# START OF Provided text

Relatedly, the JK flip flop section uses 1 and 0, which isn't as confusing, but could be difficult to pick up on for someone who's never heard of binary. Monchoman45 (talk | contribs) 04:06, 6 February 2013 (UTC)
"High" and "low" are common terms when it comes to digital signals, more than "on" and "off" IMO (although that might depend who you talk to). I don't think they're confusing, even considering the quantized signal levels we have now (as long as you know the subject is a digital system—if it's an analogue system, "high" and "low" have no meaning if not defined anyway). OTOH, terminology should *definitely* be defined somewhere among the redstone articles on the wiki, and editing the article here for consistent terminology usage is an improvement (if needed, haven't read it in a while), but I would favour "high" and "low" rather than remove it.
Also, 1 and 0 are more ambiguous than "high" and "low"—you can represent logical 1 with redstone low (= 0 signal) and logical 0 with redstone high (>0 signal). You can also represent it the other way around, logical 1 = redstone high, logical 0 = redstone low. If you're dealing with binary-coded data, you have to know what (redstone) means what (binary) in your design. Some inverted-input or active-low redstone circuits could be said to be a trivial example of that. Laogeodritt [ Talk | Contribs ] 05:01, 6 February 2013 (UTC)

# END OF Provided text
# START OF Raw data

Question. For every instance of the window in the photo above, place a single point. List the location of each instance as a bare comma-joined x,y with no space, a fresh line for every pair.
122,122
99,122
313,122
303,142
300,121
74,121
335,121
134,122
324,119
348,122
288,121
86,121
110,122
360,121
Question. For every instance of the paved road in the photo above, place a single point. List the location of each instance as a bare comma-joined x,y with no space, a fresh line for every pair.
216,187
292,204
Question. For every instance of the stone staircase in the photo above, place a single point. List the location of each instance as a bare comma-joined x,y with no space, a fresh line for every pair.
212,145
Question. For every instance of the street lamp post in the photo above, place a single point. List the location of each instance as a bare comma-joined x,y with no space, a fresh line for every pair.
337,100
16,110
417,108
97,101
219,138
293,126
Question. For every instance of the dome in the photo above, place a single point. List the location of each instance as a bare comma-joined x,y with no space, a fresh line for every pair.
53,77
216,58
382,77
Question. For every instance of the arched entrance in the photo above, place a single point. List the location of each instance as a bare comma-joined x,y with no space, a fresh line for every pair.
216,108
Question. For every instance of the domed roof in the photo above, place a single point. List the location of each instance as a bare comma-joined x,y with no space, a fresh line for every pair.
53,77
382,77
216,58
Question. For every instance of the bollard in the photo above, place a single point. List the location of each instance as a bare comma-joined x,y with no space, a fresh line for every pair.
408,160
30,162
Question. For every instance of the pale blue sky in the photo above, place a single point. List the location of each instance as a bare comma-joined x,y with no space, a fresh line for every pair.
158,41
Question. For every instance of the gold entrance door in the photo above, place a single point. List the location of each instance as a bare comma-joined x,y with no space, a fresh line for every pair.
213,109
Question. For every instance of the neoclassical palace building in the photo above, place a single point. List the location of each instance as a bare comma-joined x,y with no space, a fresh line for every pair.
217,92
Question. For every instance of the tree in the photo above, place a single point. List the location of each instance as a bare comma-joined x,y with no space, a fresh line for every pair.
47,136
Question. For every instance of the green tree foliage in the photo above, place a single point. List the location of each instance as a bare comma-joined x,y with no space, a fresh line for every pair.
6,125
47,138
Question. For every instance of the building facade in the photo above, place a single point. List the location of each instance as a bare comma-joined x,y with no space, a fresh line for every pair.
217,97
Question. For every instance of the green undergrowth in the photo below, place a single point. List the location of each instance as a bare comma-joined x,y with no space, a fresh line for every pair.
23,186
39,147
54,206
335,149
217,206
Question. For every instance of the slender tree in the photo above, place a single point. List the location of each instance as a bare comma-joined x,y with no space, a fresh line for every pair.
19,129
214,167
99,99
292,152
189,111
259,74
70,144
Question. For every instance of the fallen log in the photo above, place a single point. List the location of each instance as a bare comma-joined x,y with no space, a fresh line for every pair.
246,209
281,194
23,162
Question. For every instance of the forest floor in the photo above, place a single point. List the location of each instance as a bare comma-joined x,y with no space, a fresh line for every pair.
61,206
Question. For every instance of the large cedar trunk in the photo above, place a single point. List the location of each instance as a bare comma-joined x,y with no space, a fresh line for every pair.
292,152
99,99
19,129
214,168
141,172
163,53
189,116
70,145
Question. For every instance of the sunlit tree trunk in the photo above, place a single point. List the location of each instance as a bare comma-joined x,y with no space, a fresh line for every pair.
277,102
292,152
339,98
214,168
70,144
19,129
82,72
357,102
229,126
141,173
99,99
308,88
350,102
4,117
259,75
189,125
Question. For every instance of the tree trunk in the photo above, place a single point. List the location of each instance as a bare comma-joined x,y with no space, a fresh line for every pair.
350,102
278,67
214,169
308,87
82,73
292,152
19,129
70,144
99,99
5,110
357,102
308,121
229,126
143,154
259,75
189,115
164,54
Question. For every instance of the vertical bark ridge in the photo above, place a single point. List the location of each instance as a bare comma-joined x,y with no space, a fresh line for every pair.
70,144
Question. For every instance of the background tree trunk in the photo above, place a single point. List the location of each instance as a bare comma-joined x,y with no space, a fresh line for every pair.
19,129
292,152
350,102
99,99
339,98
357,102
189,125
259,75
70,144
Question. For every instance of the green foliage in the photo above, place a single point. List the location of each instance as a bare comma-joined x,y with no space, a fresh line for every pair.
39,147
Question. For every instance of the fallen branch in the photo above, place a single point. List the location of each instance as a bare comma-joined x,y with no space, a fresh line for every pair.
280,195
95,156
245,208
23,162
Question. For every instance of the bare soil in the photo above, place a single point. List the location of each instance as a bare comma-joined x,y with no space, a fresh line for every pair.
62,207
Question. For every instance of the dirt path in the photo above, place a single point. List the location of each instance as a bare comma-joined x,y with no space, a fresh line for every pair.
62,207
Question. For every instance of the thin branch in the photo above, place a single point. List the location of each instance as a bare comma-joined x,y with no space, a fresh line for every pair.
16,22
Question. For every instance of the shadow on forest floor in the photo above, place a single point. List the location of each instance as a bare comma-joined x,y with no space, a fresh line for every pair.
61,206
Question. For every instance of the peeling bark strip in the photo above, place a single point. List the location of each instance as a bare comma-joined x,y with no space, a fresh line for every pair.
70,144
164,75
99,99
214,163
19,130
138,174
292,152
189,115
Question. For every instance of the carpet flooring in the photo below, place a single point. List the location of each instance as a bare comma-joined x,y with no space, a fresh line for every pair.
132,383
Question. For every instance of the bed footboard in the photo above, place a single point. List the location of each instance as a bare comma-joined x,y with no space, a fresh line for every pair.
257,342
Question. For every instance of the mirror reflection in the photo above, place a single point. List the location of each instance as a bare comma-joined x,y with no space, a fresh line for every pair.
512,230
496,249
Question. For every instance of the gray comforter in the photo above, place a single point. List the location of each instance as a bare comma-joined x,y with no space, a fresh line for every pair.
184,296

# END OF Raw data

Objectives:
1. Answer these from the redstone terminology discussion:
(a) What values does the JK flip flop section use?
(b) Which pair of terms does the second comment prefer to keep?
(c) According to the last comment, what must you know when dealing with binary-coded data?
2. According to the redstone terminology discussion, why are 1 and 0 more ambiguous than "high" and "low"?
3. Continue the redstone terminology discussion from its last sentence.
The listing has no connection to the redstone terminology discussion.

Answers:
1.
(a) It uses 1 and 0.
(b) It prefers "high" and "low."
(c) You must know which redstone state means which binary value in your design.

2. Logical 1 can be represented by either redstone low or redstone high, and logical 0 by the other. Because the mapping can go either way, 1 and 0 don't say which redstone state is meant unless the design defines it.

3.
I think it makes sense to introduce/define redstone terms on the main Redstone Circuits page, and then when the term is used on another page for the first time (per page, or per major section, or whatever seems right), simply link it to the main definition. I have an elaboration on power level in my user space (Redstone Circuits 1.5) ready to go once 1.5 is finalized (articles are supposed to describe the published version of Minecraft, which is still 1.4.7 currently, where power level is only significant for redstone wire).
I prefer "on" and "off", simply because we're not writing for electrical engineers, but for the Minecraft community, some of whom are kids or non-native English speakers. "High" and "low" aren't too difficult to understand, but most people think of electricity (the usual metaphor for redstone) as being on or off (light bulbs, appliances, etc.) rather than high or low.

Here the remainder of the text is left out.